L’uomo è δεινός

Ho visto riportata su un quotidiano on line una recente breve intervista a Claudio Magris: la prima domanda riguardava la natura umana, cos’è l’uomo? E la risposta dello scrittore triestino è stata che una buona definizione sia quella riportata nel secondo stasimo (coro) dell’Antigone di Sofocle. Questo coro – si ricordi che il ruolo del coro nella tragedia greca antica è fondamentale – entra in scena subito dopo che una guardia ha riferito a Creonte, reggente della città di Tebe dalle sette porte, che qualcuno ha dato sepoltura al corpo di Polinice. Ricordo che Antigone, Ismene, Eteocle e Polinice erano tutti figli dello sfortunato Edipo, che aveva, beninteso non sospettandolo, ucciso il padre Laio e sposato la madre Giocasta (sorella di Creonte) dalla quale aveva appunto incestuosamente avuto i quattro suddetti figli. Eteocle si considerava il capo di Tebe, ma il fratello Polinice lo affronta in duello per contendergli il potere. Nel duello entrambi muoiono, ma Creonte, che funge da reggente, ordina di dare tutta la dovuta e onorata sepoltura al corpo di Eteocle e di lasciare invece senza alcun rito funebre quello di Polinice, somma ingiuria e nefandezza per la religiosità greca dell’epoca. (Detto per inciso, ricordate che, quando all’inizio di ottobre del 1993 Borìs Él’cin, strappato il potere a Michail Gorbačëv con un colpo di mano, fece cannoneggiare il parlamento sovietico, che cercava una mediazione, e ordinò di non seppellire i corpi dei nemici uccisi?) Antigone non può tollerare questo trattamento a suo fratello, perché ella antepone la legge eterna degli dèi a quella degli umani – e qui sta tutta la grande forza della tragedia – e quindi si appresta, e riesce, a rimediare allo scempio e a compiere almeno i riti più indispensabili secondo la tradizione sul corpo di Polinice, affrontando così il suo destino di morte (che incontrerà infine assieme al figlio di Creonte).
Dopo dunque l’annuncio della guardia, che peraltro ancora non sa chi abbia compiuto il rito, il coro, composto da vecchi tebani, si interroga sulla natura dell’uomo e le prime parole che pronuncia sono, nella traduzione di Massimo Cacciari, queste: “Molte potenze sono tremende ma nessuna lo è più dell’uomo”; vi trascrivo anche l’originale, data la rilevanza del passo:

πολλὰ τὰ δεινὰ κοὐδὲν ἀνθρώπου δεινότερον πέλει·

la parola su cui va fatta qualche chiarezza è quell’aggettivo greco deinòs, che Cacciari traduce tremendo (mi avvalgo nello scrivere tutto questo di una molto istruttiva chiacchierata con il nostro indiano grecista Daniele, che per queste cose è una sicurezza e che molto ringrazio).
##############################
### Compito
Estrai integralmente dal brano sul coro dell'Antigone il passo che inizia con le parole contenenti "la parola su" e termina con "che molto ringrazio).".
##############################
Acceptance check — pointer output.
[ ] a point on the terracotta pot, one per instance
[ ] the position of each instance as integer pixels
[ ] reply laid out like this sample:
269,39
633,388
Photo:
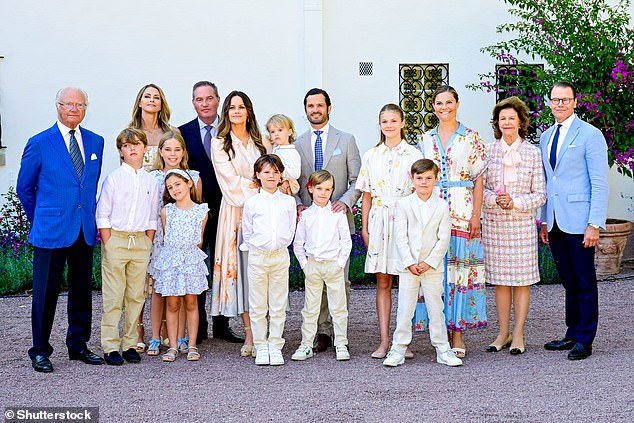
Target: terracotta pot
609,251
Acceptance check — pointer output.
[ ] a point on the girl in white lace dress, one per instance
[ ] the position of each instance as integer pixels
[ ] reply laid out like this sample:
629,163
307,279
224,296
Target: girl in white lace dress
181,263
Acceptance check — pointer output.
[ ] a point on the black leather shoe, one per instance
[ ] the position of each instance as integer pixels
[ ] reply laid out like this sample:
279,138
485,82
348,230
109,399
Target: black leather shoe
42,364
579,352
113,358
131,356
323,342
86,356
560,344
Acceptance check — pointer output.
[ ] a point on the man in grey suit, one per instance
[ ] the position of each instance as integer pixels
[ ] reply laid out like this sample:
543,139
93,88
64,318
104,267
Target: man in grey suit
325,147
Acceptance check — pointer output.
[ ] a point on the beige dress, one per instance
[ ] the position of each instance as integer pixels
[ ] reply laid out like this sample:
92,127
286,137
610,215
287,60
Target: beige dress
230,288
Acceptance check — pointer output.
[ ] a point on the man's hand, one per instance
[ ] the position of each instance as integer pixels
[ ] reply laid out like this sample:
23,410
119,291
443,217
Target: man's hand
339,206
590,237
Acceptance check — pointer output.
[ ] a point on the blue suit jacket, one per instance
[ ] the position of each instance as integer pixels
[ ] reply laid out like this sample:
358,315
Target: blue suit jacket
577,189
56,202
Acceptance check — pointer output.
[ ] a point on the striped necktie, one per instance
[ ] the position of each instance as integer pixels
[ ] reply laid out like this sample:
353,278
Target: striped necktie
319,153
75,155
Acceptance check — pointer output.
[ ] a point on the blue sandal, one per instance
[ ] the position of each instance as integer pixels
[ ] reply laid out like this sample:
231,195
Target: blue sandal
154,348
182,345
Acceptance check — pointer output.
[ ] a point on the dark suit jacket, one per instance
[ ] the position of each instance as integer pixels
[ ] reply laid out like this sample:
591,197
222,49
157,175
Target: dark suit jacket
199,161
57,203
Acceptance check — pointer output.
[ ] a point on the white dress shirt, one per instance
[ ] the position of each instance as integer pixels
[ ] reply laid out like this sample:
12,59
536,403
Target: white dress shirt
563,131
290,159
268,220
322,235
323,135
65,130
129,201
214,128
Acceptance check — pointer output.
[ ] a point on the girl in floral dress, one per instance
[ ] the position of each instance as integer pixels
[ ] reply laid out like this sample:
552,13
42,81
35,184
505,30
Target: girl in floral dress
384,178
460,154
182,272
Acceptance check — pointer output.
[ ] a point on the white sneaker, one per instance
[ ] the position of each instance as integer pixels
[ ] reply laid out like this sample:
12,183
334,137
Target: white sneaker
275,357
449,358
393,359
262,356
302,353
342,353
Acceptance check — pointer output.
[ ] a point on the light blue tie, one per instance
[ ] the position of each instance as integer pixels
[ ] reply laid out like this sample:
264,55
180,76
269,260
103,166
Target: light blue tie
75,155
319,154
553,148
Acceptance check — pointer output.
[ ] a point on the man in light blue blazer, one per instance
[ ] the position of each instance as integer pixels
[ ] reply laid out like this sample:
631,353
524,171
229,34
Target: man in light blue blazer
576,166
57,185
326,147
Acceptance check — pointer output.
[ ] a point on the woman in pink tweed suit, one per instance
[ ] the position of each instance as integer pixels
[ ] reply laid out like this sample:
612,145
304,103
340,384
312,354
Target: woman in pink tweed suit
514,189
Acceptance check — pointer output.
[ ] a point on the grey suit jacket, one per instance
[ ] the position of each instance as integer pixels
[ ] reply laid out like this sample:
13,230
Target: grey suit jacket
341,159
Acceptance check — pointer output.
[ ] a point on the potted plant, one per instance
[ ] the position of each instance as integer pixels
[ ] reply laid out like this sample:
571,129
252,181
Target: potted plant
587,42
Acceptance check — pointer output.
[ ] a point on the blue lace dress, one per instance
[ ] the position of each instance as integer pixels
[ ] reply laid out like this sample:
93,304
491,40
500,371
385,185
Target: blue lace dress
180,263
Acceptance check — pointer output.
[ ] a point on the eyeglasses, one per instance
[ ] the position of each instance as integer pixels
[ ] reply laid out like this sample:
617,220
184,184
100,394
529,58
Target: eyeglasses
565,101
69,106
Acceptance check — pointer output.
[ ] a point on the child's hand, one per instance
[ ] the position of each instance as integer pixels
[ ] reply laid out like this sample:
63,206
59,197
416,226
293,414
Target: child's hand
423,267
415,269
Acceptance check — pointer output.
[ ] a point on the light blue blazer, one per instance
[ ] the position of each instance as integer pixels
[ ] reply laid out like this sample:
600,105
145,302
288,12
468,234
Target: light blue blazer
56,202
577,189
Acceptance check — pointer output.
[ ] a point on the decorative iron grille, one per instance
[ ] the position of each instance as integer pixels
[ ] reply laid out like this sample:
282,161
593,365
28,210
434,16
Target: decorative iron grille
417,83
366,68
508,80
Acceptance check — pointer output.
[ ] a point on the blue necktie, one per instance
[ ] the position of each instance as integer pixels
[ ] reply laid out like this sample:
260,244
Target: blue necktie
207,141
319,154
553,148
75,155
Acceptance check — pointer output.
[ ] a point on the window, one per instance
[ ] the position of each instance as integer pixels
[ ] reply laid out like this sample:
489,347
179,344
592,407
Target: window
508,79
417,83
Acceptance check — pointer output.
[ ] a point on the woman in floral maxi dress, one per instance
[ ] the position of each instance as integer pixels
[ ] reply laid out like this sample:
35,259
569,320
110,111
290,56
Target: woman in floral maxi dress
460,154
233,153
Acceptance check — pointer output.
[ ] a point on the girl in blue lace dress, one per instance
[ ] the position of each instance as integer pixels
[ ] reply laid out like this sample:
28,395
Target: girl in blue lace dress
181,263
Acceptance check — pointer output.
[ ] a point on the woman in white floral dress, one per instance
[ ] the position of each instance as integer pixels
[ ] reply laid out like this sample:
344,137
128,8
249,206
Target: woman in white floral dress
461,156
384,179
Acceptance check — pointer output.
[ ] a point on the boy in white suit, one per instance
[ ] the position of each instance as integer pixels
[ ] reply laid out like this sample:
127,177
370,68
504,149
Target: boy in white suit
422,228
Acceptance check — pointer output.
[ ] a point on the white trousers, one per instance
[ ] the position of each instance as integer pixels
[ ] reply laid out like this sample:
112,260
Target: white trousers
409,286
268,293
318,274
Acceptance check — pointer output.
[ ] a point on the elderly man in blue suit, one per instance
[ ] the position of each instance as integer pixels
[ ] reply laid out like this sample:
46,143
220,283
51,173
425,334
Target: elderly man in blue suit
57,185
575,160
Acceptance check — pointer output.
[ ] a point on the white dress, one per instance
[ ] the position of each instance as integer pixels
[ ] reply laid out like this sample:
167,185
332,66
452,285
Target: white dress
181,264
158,236
385,174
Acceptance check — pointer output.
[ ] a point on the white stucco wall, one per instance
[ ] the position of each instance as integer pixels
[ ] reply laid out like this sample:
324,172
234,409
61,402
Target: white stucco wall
273,50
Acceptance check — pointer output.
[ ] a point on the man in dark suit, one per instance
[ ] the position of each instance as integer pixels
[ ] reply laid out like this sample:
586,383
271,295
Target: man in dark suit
198,135
57,185
576,166
325,147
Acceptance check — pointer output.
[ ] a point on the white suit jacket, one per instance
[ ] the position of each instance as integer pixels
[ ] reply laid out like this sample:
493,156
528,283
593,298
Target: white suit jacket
417,240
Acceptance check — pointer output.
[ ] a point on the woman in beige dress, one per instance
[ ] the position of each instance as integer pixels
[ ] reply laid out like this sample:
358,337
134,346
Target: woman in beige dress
151,114
514,189
233,153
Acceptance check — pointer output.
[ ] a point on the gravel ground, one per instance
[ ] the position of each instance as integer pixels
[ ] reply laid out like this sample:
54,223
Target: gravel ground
536,386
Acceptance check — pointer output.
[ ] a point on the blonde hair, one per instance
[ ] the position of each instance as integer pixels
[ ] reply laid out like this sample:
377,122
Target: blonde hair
159,164
282,121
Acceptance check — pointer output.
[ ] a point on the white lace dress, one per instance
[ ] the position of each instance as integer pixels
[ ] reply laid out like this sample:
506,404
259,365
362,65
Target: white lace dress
180,263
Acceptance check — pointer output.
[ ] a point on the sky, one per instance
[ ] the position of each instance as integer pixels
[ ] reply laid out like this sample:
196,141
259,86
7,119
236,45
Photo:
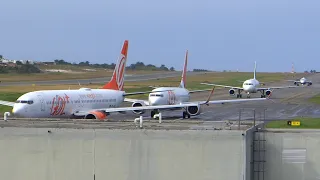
##############################
### Risultato finale
la parola su cui va fatta qualche chiarezza è quell’aggettivo greco deinòs, che Cacciari traduce tremendo (mi avvalgo nello scrivere tutto questo di una molto istruttiva chiacchierata con il nostro indiano grecista Daniele, che per queste cose è una sicurezza e che molto ringrazio).